> [Written problem]
Repeat each of the entries below line for line, omitting the pictures.

> [Records to process]
........
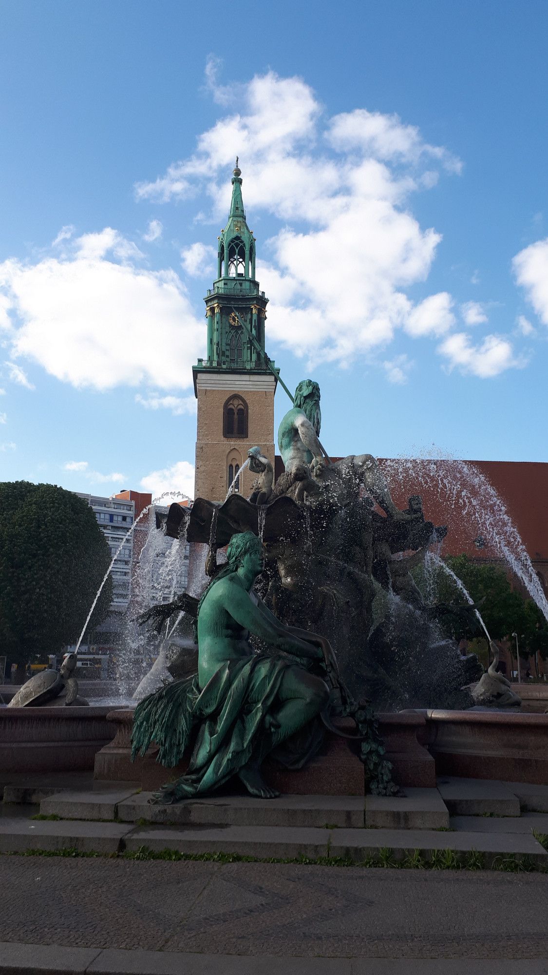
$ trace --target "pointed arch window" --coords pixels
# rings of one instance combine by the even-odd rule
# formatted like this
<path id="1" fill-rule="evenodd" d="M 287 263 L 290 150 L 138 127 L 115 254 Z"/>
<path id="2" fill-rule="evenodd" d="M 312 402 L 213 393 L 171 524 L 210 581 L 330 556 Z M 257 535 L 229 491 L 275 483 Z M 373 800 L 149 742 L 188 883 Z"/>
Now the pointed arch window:
<path id="1" fill-rule="evenodd" d="M 231 396 L 222 410 L 222 436 L 228 440 L 247 440 L 249 409 L 243 396 Z M 233 475 L 235 476 L 235 475 Z"/>
<path id="2" fill-rule="evenodd" d="M 239 494 L 240 493 L 240 480 L 241 479 L 238 477 L 239 472 L 240 472 L 240 465 L 239 464 L 229 464 L 228 465 L 228 475 L 227 475 L 227 479 L 226 479 L 226 490 L 228 491 L 232 488 L 232 491 L 235 494 Z M 238 480 L 235 481 L 234 480 L 235 478 L 238 478 Z M 232 486 L 234 486 L 234 487 L 232 487 Z"/>
<path id="3" fill-rule="evenodd" d="M 241 237 L 234 237 L 228 246 L 228 277 L 245 278 L 246 245 Z"/>
<path id="4" fill-rule="evenodd" d="M 236 369 L 244 365 L 244 340 L 241 329 L 231 329 L 226 339 L 228 361 Z"/>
........
> [Expected answer]
$ trace --target "pointed arch window" --coords pixels
# rings of one instance combine by the even-odd rule
# formatted like this
<path id="1" fill-rule="evenodd" d="M 287 263 L 290 150 L 138 127 L 115 254 Z"/>
<path id="2" fill-rule="evenodd" d="M 312 402 L 213 393 L 171 524 L 210 581 L 330 556 Z M 257 535 L 229 491 L 275 483 Z M 373 800 L 149 742 L 188 883 Z"/>
Now the pointed arch window:
<path id="1" fill-rule="evenodd" d="M 231 396 L 222 410 L 222 436 L 228 440 L 247 440 L 249 409 L 243 396 Z M 233 475 L 235 476 L 235 475 Z"/>
<path id="2" fill-rule="evenodd" d="M 239 494 L 240 493 L 240 480 L 241 479 L 238 477 L 239 472 L 240 472 L 240 465 L 239 464 L 229 464 L 228 465 L 228 475 L 227 475 L 227 479 L 226 479 L 226 490 L 228 491 L 232 488 L 232 491 L 235 494 Z M 238 480 L 235 481 L 234 480 L 235 478 L 238 478 Z M 232 486 L 234 486 L 234 487 L 232 487 Z"/>
<path id="3" fill-rule="evenodd" d="M 241 237 L 234 237 L 228 246 L 228 277 L 245 278 L 246 245 Z"/>
<path id="4" fill-rule="evenodd" d="M 236 369 L 244 365 L 244 340 L 241 329 L 231 329 L 226 339 L 228 361 Z"/>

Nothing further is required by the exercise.